ACTIONS TO TAKE =>
[A] In the tantric yoga passage, why is the descent of the bodhicitta called the "way of the moon"?
[B] Check each statement against the tantric yoga passage. Answer yes or no and quote the deciding words: (i) the yogi eventually hands over his role as "director"; (ii) bindu can mean "zero"; (iii) the ascent of the candali is called the "sun way."
[C] Pick up the tantric yoga passage after its last sentence and carry it forward.

TEXT PASSAGE =>
════════════════
Regardless of what sets the feminine on
fire, the pyromaniacal drama which is played out on this inner stage is
from start to finish under the control of the yogi as the “master of the
fire”. He never surrenders this position as “director”. Two beings are
always sacrificed at the end of the tantric theater: the old energy body of
the vajra masters and the ignited
candali herself. She is the
tragic inner symbol of the “tantric female sacrifice”, which — as we have
explained above — was in the outside world originally executed upon a fire
altar.
But here too the already often-repeated
warning applies: Woe betide the adept who loses control over the kundalini or candali. For then she becomes a “terrible vampire, like an
electric shock”, the “pure potency of death”, which exterminates him
(Evola, 1926, p. 232).
The “drop theory” as an expression of androgyny
Let us now following the act of
destruction examine the inner act of creation in the mystic body of the
yogi as it is described in the various tantras, especially the Kalachakra Tantra. We have already
considered the event where the “fire woman” (candali) reaches the inner roof of the yogi’s skull and melts
the bodhicitta (semen) there.
This latter is symbolically linked with water and the moon. Its descent is
therefore also known as the “way of the moon”, whilst the ascent of the candali goes by the name of the “sun
way”. The bodhicitta is also
called bindu, which means
‘point’, ‘nil’, ‘zero’, or ‘drop’. According to the doctrine, all the
forces of pure consciousness are collected and condensed into this “drop”,
in it the “nuclear energy of the microcosm” is concentrated (Grönbold, Asiatische Studien, p. 33).
════════════════
Dataset rows on where objects appear
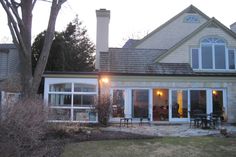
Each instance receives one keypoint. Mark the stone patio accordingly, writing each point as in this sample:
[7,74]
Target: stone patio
[180,130]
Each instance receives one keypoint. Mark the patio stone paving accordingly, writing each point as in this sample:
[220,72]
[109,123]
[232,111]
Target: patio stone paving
[181,130]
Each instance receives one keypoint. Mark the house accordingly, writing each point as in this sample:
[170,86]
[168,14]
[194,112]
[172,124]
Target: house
[186,64]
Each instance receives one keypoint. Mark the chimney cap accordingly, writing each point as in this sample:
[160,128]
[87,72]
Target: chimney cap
[103,13]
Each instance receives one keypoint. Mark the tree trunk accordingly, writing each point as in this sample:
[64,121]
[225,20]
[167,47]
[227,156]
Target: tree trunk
[20,27]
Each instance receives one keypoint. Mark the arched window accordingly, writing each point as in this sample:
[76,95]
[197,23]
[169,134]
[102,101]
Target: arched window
[213,54]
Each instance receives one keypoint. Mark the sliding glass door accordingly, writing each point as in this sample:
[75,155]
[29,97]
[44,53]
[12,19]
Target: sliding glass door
[179,105]
[140,101]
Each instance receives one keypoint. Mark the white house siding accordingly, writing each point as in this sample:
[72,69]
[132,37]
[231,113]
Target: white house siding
[68,111]
[172,33]
[208,83]
[182,53]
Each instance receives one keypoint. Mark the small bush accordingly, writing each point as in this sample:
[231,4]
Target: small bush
[22,127]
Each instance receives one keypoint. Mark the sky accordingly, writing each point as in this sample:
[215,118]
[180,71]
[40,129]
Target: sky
[129,18]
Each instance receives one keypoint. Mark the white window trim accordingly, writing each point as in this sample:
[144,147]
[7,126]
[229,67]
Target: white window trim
[213,58]
[50,81]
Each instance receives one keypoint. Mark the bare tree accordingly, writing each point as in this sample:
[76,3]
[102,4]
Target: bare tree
[19,14]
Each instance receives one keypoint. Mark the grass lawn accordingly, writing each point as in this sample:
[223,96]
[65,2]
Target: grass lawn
[158,147]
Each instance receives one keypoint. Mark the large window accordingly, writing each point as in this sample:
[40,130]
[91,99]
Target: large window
[72,102]
[198,101]
[140,102]
[179,103]
[213,54]
[118,104]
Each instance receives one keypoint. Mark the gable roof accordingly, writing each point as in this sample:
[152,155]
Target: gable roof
[128,60]
[210,22]
[190,9]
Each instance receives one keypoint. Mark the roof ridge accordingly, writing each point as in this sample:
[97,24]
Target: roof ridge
[210,21]
[169,21]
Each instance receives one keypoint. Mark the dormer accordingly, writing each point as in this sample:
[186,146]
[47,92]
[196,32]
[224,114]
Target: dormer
[213,54]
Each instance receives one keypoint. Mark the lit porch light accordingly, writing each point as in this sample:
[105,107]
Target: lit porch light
[159,93]
[214,92]
[105,80]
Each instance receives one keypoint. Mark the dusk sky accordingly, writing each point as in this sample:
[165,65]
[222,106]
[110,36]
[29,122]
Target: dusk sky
[129,18]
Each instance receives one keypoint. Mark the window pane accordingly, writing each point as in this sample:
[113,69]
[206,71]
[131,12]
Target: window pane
[84,87]
[84,115]
[198,101]
[77,100]
[231,59]
[60,87]
[84,100]
[118,103]
[217,98]
[195,60]
[3,65]
[140,103]
[59,114]
[179,104]
[207,60]
[220,57]
[59,99]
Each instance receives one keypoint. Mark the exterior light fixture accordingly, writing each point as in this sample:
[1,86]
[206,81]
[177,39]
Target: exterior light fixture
[105,80]
[214,92]
[159,93]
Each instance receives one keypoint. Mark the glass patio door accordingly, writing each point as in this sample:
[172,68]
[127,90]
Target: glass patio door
[179,105]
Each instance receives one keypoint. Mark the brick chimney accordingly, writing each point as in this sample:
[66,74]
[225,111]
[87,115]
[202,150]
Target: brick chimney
[103,19]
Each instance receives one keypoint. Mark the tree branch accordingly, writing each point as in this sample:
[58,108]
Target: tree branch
[55,8]
[33,4]
[15,11]
[15,33]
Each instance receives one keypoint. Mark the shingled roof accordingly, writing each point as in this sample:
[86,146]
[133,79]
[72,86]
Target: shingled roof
[125,60]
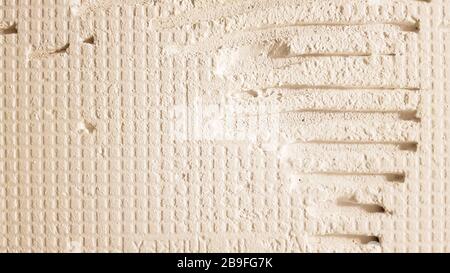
════════════════
TASK-BY-TASK ANSWERS =>
[A] The bodhicitta is symbolically linked with water and the moon, so its descent is also known as the "way of the moon."

[B]
(i) No: "He never surrenders this position as “director”."
(ii) Yes: "which means ‘point’, ‘nil’, ‘zero’, or ‘drop’"
(iii) Yes: "the ascent of the candali goes by the name of the “sun way”"

[C]
After the channels and chakras have
been cleansed by the fire of the candali,
the bodhicitta can flow down the avadhuti (the middle channel)
unrestricted. At the same time this extinguishes the fire set by the “fire
woman”. Since she is assigned the sun and the “drops of semen” the
masculine moon, the lunar forces now destroy the solar ones. But
nevertheless at the heart of the matter nothing has been changed through
this, since the descent of the “drop”, even though it involves a reversal
of the traditional symbolic correspondence, is, as always in the Buddhist
tantras, a matter of a victory of the god over the goddess.
Step by step the semen flows down the
central channel, pausing briefly in the various lotus centers and producing
a feeling of bliss there, until it comes to rest in the tip of the aroused
penis. The ecstatic sensations which this progress evokes have been
cataloged as “the four joys”.
[2]
This descending joy gradually increases
and culminates at the end in an indescribable pleasure: “millions upon
millions of times more than the normal emission [of semen]" (Naropa,
1994, p. 74). In the Kalachakra
Tantra the fixation of orgiastic pleasure which can be attributed to
the retention of semen is termed the “unspilled joy” or the “highest
immovable” (Naropa, 1994, p. 304, 351).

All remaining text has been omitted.